■ **SCHRIFTELIJKE OPDRACHT A**
Geef elke regel van de vermeldingen terug waarin de tekenreeks "stand" voorkomt.

┄┄┄┄┄┄┄┄┄┄

3.Het geschil in het bevoegdheidsincident

3.1.
AIG vordert dat de rechtbank zich onbevoegd verklaart van de vordering van RBS Australia kennis te nemen, met veroordeling van RBS Australia in de proceskosten.
3.2.
RBS Australia voert verweer en concludeert tot afwijzing van de vordering van AIG, met veroordeling van AIG bij vonnis uitvoerbaar bij voorraad in de proceskosten, inclusief de nakosten, van het bevoegdheidsincident, te vermeerderen met de wettelijke rente vanaf 14 dagen na de datum van het in dezen te wijzen vonnis, indien de proces- en nakosten binnen die termijn niet zijn betaald.
3.3.
Op de stellingen van partijen wordt hierna, voor zover van belang, nader ingegaan.

4.De beoordeling in het bevoegdheidsincident

4.1.
RBS Australia is destijds niet betrokken geweest bij het sluiten van de polis. De verzekeringnemer was ABN AMRO Holding N.V. RBS Australia is een andere rechtspersoon dan (de rechtsopvolgster van) ABN AMRO Holding N.V.
4.2.
In de onderhavige zaak maakt RBS Australia als derde-verzekerde aanspraak op uitkering door de verzekeraar (AIG). De vraag of RBS Australia terecht aanspraak maakt op uitkering door de verzekeraar (AIG) leent zich niet voor beoordeling in dit incident, maar eerst voor beoordeling in een eventuele hoofdzaak. In dit incident gaat de rechtbank er daarom van uit dat RBS Australia, zoals zij stelt, een derde-verzekerde is die volgens de polis aanspraak kan maken op een uitkering door AIG, de (huidige) verzekeraar onder de polis.
4.3.
In dit incident is uitsluitend de vraag aan de orde of RBS Australia als derde-verzekerde gebonden is aan het arbitragebeding in de verzekeringspolis, wat AIG stelt en RBS Australia betwist. Dit is een procesrechtelijke vraag, die in deze internationale zaak op grond van artikel 10:3 BW beoordeeld moet worden naar Nederlands recht.
4.4.

┄┄┄┄┄┄┄┄┄┄

■ **SCHRIFTELIJKE OPDRACHT B**
Herhaal woord voor woord het stuk uit het fragment over het bevoegdheidsincident dat begint bij de woorden "In de onderhavige" en ophoudt na de woorden "onder de polis.".

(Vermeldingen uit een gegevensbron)
┄┄┄┄┄┄┄┄┄┄

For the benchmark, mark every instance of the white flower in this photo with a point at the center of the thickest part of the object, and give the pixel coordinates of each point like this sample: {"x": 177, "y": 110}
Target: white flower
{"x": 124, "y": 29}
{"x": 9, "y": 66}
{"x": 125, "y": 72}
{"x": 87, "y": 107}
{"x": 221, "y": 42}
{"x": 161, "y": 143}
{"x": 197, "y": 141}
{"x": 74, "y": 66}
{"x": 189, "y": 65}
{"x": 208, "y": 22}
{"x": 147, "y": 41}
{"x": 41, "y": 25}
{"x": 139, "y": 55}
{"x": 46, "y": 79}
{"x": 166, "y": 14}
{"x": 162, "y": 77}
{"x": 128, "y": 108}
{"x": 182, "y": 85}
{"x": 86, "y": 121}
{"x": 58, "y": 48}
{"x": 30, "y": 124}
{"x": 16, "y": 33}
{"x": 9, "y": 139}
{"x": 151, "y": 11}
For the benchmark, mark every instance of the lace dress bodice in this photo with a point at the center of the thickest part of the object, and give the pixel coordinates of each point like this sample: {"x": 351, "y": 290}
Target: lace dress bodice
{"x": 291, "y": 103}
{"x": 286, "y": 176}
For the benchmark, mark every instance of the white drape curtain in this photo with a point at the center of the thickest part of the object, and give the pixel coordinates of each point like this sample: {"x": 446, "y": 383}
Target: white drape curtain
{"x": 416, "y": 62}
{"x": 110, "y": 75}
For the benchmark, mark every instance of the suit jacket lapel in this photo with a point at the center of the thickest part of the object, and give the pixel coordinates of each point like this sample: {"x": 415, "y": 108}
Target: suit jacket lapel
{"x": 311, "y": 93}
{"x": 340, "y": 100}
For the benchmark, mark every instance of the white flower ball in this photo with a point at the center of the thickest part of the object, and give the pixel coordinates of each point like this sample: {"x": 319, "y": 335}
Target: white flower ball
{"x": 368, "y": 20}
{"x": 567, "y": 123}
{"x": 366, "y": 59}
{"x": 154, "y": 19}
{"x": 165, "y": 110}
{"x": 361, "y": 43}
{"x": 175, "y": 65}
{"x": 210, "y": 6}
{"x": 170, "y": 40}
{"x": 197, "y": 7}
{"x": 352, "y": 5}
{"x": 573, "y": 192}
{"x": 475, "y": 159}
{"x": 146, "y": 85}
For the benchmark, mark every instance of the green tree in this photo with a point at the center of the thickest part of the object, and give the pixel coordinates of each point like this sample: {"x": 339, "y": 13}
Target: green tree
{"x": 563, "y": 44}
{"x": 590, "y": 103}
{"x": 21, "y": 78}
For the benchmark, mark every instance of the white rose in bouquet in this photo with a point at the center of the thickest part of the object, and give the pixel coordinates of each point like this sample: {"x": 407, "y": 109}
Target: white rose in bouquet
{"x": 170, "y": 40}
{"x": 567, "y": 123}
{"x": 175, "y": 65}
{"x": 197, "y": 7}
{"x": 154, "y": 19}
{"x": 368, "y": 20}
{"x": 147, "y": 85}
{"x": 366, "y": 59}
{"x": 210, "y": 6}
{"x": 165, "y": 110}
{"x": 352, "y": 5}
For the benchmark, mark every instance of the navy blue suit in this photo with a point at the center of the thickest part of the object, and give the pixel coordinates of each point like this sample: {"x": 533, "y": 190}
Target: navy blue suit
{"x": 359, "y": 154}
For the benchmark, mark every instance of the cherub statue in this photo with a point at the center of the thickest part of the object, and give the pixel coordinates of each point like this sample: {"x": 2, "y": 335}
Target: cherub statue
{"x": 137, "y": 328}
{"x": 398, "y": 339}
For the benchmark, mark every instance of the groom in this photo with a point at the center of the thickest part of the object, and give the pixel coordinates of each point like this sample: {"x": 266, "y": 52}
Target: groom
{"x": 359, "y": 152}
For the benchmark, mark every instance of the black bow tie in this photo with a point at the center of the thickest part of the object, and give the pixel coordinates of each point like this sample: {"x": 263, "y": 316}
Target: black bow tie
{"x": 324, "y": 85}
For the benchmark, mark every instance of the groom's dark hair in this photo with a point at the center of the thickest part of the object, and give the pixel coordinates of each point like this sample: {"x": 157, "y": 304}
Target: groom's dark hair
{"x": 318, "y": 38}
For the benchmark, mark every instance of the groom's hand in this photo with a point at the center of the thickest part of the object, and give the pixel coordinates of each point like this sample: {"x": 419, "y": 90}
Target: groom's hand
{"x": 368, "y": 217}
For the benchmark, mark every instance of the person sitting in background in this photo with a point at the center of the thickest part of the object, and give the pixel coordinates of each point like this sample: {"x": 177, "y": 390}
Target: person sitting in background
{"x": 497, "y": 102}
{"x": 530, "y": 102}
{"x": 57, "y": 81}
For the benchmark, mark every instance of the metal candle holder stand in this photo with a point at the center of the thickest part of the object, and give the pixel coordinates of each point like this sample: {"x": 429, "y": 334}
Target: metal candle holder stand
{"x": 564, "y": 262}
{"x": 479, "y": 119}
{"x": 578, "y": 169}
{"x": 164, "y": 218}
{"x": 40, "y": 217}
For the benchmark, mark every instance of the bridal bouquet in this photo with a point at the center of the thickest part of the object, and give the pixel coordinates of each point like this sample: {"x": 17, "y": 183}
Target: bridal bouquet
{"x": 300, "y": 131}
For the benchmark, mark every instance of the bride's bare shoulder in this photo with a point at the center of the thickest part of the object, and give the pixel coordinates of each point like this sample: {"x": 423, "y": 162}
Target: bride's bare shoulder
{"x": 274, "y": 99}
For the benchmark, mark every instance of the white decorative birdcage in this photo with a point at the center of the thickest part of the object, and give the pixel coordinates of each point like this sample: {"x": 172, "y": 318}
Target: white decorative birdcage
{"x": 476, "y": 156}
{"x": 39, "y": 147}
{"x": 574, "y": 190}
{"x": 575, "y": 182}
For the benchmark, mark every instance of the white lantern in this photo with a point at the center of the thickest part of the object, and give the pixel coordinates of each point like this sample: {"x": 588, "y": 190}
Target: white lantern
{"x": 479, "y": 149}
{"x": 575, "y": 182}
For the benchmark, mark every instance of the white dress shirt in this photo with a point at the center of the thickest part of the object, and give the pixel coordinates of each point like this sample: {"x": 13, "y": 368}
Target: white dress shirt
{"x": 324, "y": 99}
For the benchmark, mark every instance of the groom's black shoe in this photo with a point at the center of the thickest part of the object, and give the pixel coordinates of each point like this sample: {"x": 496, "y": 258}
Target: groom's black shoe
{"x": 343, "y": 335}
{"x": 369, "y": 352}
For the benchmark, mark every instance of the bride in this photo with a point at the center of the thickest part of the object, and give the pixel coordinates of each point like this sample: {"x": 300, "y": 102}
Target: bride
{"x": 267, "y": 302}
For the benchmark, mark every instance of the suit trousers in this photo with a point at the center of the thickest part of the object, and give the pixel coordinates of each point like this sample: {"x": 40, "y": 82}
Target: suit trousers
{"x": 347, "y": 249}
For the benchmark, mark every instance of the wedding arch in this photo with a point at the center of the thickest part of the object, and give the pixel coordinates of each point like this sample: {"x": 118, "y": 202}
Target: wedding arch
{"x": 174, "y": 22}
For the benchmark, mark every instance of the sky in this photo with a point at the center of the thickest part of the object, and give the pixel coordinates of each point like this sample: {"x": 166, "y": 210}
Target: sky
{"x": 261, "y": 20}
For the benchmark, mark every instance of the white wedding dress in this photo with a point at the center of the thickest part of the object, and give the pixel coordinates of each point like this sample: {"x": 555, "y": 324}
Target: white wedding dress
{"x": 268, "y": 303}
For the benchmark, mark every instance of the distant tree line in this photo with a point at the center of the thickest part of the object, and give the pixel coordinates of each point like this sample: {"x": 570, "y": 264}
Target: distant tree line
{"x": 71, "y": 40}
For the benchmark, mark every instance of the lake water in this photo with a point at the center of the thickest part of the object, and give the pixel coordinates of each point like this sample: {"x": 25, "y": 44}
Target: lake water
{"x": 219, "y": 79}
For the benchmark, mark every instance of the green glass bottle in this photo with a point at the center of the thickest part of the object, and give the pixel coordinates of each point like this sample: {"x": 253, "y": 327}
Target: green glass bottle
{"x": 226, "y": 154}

┄┄┄┄┄┄┄┄┄┄

■ **SCHRIFTELIJKE UITWERKING A**
For the benchmark, mark every instance of the metal candle holder stand in this photo with a point at the center of the thickest part of the object, and give the pixel coordinates of each point like this sample: {"x": 429, "y": 334}
Target: metal candle holder stand

■ **SCHRIFTELIJKE UITWERKING B**
In de onderhavige zaak maakt RBS Australia als derde-verzekerde aanspraak op uitkering door de verzekeraar (AIG). De vraag of RBS Australia terecht aanspraak maakt op uitkering door de verzekeraar (AIG) leent zich niet voor beoordeling in dit incident, maar eerst voor beoordeling in een eventuele hoofdzaak. In dit incident gaat de rechtbank er daarom van uit dat RBS Australia, zoals zij stelt, een derde-verzekerde is die volgens de polis aanspraak kan maken op een uitkering door AIG, de (huidige) verzekeraar onder de polis.